- _WRITTEN INSTRUCTION_
Please reproduce the Google search tips text word for word, everything from "While ‘superior Google" down to "unbelievably good advice.".
--- Start of SELECTED PASSAGE ---
Think Google search is easy? It’s easier! Jai Vipra and Shiuli Dutta take you through Google tricks and tips that will solve problems you didn’t even know you had
Google is possibly the best thing that has happened to the universe (apart from supernovas and stuff), but it is a wonderful day when you realise Google has even more awesomeness just under the surface. How many times has Google saved you from walking into a library by providing you with efficient search results? How many times has it helped you from being devoured by the huge Yellow Pages by giving you optimum search results?
While ‘superior Google skills’ is not something you can add to your resume, it will certainly help you save time, get better quality results and generally feel nice about yourself.
Search within a site
Example – Relationship advice site: youthincmag.com
The “site:” operator allows you to search only within a particular website. You should search for relationship advice on the Youth Inc website, because we give unbelievably good advice.
Run a strict search
Example – allintitle: We Will Rock You
‘allintitle:’ is for when you want to search for web pages that have all your search terms in their title. Say you want to read about the Queen song We Will Rock You, but Google keeps giving you articles about rocks and minerals. Use allintitle to sift through the clutter. Similar operators are ‘allintext:’ and ‘allinurl:’.
Be up to date
Example –Car accident location: Lucknow
On Google News, you can use the ‘location:’ operator to filter out results from a certain location. A similar operator is ‘source:’, for example, source:Reuters for information only from Reuters.
Search for a specific file type
Example – Economic slowdown filetype: pdf
You can look for documents by file formats like PDF and Excel. It can be used for nearly any file type, for example, ‘filetype: doc’ for Word documents.
Learn new words
Example – define: serendipity
This operator will directly return the definition of any word you throw at Google.
--- End of SELECTED PASSAGE ---
--- Start of PROVIDED INFORMATION ---
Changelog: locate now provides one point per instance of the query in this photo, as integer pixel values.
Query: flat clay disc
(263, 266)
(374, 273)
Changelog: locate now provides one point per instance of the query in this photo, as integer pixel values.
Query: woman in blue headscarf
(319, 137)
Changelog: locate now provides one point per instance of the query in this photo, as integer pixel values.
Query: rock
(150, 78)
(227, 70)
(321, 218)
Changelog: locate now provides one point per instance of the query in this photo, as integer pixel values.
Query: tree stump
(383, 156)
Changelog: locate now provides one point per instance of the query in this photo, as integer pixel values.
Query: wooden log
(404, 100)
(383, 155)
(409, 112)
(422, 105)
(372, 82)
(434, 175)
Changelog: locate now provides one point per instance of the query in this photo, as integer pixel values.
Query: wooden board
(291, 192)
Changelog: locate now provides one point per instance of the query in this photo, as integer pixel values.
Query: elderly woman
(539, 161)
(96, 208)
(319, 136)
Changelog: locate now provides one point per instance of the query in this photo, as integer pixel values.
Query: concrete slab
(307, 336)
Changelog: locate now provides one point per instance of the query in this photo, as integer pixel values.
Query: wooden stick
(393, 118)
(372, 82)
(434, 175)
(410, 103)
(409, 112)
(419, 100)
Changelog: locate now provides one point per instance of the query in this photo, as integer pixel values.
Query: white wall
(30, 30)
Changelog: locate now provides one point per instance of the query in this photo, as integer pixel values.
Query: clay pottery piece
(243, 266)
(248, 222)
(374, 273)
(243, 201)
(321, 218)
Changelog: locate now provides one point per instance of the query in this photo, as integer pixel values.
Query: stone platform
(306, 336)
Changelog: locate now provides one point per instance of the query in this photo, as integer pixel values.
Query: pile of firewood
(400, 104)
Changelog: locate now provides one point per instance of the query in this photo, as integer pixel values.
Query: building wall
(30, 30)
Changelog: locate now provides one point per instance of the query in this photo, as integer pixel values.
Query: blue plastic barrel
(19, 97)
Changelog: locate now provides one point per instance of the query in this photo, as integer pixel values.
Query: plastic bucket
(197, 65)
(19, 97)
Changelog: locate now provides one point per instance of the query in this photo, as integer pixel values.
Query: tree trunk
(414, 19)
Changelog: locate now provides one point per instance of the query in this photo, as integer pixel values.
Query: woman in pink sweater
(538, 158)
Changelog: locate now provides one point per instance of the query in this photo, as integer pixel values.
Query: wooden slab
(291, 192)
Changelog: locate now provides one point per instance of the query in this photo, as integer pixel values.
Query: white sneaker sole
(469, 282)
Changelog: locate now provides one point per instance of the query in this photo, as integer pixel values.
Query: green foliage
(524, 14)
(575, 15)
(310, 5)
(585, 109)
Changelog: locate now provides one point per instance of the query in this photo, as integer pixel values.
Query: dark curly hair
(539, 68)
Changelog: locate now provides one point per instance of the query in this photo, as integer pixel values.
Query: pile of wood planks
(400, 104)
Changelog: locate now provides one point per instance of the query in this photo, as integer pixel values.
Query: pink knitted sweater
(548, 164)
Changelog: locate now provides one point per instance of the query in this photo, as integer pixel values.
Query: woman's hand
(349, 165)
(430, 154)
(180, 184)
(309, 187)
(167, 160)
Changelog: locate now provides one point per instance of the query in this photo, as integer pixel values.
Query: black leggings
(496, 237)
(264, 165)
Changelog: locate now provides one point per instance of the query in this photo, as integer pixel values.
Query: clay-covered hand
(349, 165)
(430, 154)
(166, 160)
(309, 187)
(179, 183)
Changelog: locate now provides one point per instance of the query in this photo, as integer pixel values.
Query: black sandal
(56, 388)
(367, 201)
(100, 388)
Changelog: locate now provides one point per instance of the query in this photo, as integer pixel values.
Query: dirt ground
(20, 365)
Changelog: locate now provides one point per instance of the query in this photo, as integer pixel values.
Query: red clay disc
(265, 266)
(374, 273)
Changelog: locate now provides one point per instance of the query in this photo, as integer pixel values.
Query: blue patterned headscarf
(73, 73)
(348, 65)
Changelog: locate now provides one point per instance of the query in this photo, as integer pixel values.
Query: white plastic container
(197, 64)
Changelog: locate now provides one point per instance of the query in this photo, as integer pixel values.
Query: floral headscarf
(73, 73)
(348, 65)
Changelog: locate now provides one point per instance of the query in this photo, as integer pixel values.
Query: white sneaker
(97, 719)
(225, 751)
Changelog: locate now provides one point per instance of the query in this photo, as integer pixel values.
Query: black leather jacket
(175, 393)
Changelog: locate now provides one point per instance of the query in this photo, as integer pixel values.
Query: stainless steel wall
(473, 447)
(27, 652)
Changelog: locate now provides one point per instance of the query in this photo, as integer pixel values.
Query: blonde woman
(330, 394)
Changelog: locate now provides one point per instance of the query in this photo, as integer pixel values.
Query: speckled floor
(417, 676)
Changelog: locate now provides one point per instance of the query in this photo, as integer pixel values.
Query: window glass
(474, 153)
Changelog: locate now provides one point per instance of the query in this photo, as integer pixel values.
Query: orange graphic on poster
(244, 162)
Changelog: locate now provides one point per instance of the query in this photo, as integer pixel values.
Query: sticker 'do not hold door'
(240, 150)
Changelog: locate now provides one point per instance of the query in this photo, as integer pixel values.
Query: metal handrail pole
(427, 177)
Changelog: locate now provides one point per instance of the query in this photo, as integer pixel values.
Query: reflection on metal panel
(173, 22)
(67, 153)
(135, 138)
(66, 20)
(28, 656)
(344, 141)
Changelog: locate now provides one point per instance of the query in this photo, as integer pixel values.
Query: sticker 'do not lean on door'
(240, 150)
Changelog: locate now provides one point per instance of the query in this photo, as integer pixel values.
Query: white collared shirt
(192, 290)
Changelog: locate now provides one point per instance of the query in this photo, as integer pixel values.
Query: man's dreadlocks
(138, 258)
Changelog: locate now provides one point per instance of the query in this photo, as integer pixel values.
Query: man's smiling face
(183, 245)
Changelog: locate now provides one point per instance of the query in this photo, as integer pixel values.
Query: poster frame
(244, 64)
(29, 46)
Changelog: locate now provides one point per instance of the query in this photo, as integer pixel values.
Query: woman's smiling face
--- End of PROVIDED INFORMATION ---
- _WRITTEN REPLY_
While ‘superior Google skills’ is not something you can add to your resume, it will certainly help you save time, get better quality results and generally feel nice about yourself.
Search within a site
Example – Relationship advice site: youthincmag.com
The “site:” operator allows you to search only within a particular website. You should search for relationship advice on the Youth Inc website, because we give unbelievably good advice.